ACTION ITEM
Each entry must be duplicated precisely, with nothing left out.

[[ MATERIALS PROVIDED, beginning ]]

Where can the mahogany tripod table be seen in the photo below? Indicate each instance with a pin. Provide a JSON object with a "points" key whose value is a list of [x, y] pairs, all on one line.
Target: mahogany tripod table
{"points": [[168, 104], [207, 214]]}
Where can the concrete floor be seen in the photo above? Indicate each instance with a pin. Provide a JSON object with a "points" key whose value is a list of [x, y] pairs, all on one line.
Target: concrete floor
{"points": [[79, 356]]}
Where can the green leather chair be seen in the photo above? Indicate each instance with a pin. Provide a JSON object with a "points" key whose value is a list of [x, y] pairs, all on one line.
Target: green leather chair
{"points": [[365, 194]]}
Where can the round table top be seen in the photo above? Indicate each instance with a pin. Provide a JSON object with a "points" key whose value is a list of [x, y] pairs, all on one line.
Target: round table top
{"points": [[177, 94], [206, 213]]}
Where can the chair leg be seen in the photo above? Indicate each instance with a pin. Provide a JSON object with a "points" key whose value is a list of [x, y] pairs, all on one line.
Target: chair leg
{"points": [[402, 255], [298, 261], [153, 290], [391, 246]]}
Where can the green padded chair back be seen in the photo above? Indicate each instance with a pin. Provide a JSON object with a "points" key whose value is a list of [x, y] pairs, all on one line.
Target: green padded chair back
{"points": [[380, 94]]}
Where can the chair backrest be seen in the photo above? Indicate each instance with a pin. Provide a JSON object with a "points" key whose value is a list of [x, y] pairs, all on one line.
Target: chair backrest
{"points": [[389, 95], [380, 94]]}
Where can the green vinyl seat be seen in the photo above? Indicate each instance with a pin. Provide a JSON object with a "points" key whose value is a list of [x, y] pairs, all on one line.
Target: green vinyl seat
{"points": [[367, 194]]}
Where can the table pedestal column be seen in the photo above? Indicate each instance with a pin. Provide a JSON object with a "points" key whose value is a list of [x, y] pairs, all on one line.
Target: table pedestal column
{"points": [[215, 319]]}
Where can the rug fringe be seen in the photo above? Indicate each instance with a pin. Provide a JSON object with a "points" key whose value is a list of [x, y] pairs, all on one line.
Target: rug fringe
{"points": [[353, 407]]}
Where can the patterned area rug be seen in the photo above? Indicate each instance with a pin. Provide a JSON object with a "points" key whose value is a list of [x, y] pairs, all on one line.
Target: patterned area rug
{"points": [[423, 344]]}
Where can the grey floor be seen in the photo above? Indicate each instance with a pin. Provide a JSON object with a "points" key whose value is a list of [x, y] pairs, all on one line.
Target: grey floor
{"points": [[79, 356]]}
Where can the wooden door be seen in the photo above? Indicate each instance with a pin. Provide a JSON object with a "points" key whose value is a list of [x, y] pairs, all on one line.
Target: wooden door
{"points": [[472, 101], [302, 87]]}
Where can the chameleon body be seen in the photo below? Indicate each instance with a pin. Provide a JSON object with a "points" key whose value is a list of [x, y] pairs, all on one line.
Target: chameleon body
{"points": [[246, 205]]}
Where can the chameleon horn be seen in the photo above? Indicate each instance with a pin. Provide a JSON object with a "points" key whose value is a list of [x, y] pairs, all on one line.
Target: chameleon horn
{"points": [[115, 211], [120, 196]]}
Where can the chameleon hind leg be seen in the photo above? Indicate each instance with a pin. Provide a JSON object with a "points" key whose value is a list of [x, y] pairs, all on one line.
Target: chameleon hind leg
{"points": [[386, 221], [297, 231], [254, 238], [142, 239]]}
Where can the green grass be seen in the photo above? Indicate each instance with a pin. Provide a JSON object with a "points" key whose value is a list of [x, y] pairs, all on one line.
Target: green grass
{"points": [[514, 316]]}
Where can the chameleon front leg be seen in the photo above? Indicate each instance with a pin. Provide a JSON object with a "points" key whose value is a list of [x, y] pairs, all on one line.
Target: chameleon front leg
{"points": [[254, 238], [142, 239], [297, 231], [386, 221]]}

[[ MATERIALS PROVIDED, end ]]

SOLUTION TO THE EXERCISE
Where can the mahogany tripod table be seen in the photo below? Indicate each instance with a pin. Provide a JSON object with a "points" key whose value is a list of [x, y] pairs, all on one line.
Target: mahogany tripod table
{"points": [[168, 104], [207, 214]]}
Where can the concrete floor be seen in the photo above? Indicate each instance with a pin. Provide a JSON object with a "points" key whose value is a list of [x, y] pairs, all on one line.
Target: concrete floor
{"points": [[79, 356]]}
Where can the green leather chair be seen in the photo above? Indicate each instance with a pin. Provide a JSON object with a "points" key whose value is a list of [x, y] pairs, all on one line.
Target: green leather chair
{"points": [[365, 194]]}
Where can the round table top be seen in the photo above? Indicate each instance with a pin. Provide a JSON object with a "points" key whose value is a list of [x, y] pairs, all on one line.
Target: round table top
{"points": [[177, 94], [206, 213]]}
Where can the chair leg be seen in the photo above? Indicate each instance with a pin. Provide a JSON object with a "points" key whose value is a list of [x, y] pairs, all on one line.
Target: chair leg
{"points": [[402, 255], [298, 261], [153, 290], [391, 246]]}
Where can the green padded chair back be seen in the photo above? Indicate each instance with a pin. Provide a JSON object with a "points" key whose value is a list of [x, y] pairs, all on one line.
Target: green padded chair back
{"points": [[380, 94]]}
Where can the chair backrest be seen in the photo above? Indicate each instance with a pin. Provide a JSON object with a "points" key whose value is a list of [x, y] pairs, all on one line.
Target: chair backrest
{"points": [[389, 95], [380, 94]]}
Where can the green vinyl seat be seen in the photo above? Indicate each instance with a pin. Provide a JSON object with a "points" key whose value is a list of [x, y] pairs, all on one line.
Target: green vinyl seat
{"points": [[367, 194]]}
Where can the table pedestal column be seen in the photo above? Indicate each instance with a pin. Provide a JSON object with a "points" key whose value is a list of [x, y] pairs, all on one line.
Target: table pedestal column
{"points": [[215, 319]]}
Where can the rug fringe be seen in the photo above? Indicate each instance with a pin. Provide a JSON object with a "points" key whose value is a list of [x, y] pairs, all on one line.
Target: rug fringe
{"points": [[353, 407]]}
Where can the patterned area rug be seen in the photo above? Indicate each instance with a pin. Provide a JSON object with a "points" key whose value is a list of [x, y] pairs, all on one line.
Target: patterned area rug
{"points": [[423, 344]]}
Where can the grey floor be seen in the photo above? Indicate each instance with a pin. Provide a JSON object with a "points" key whose value is a list of [x, y] pairs, all on one line.
Target: grey floor
{"points": [[79, 356]]}
Where can the wooden door be seen in the photo above? Indicate each instance with a pin. Provide a JSON object with a "points" key whose value is a list of [x, y] pairs, all on one line.
Target: wooden door
{"points": [[472, 101], [302, 87]]}
Where can the chameleon body be seen in the photo below? Indicate each instance with a pin. Provide a JSON object with a "points" key whose value is a list of [x, y] pairs, all on one line.
Target: chameleon body
{"points": [[246, 205]]}
Where can the chameleon horn be seen in the photo above? Indicate each instance with a pin. Provide a JSON object with a "points" key whose value is a list of [x, y] pairs, all on one line.
Target: chameleon horn
{"points": [[115, 211], [120, 196]]}
Where can the chameleon hind leg be seen in the photo above? Indicate each instance with a pin. Provide a JSON object with a "points" key whose value is a list of [x, y] pairs, all on one line.
Target: chameleon hind leg
{"points": [[386, 221], [297, 231], [254, 238], [142, 239]]}
Where can the green grass be seen in the photo above? Indicate each instance with a pin. Provide a JSON object with a "points" key whose value is a list of [x, y] pairs, all on one line.
Target: green grass
{"points": [[514, 316]]}
Where can the chameleon front leg be seen in the photo above? Indicate each instance with a pin. Provide a JSON object with a "points" key whose value is a list of [x, y] pairs, all on one line.
Target: chameleon front leg
{"points": [[254, 238], [142, 239], [297, 231], [386, 221]]}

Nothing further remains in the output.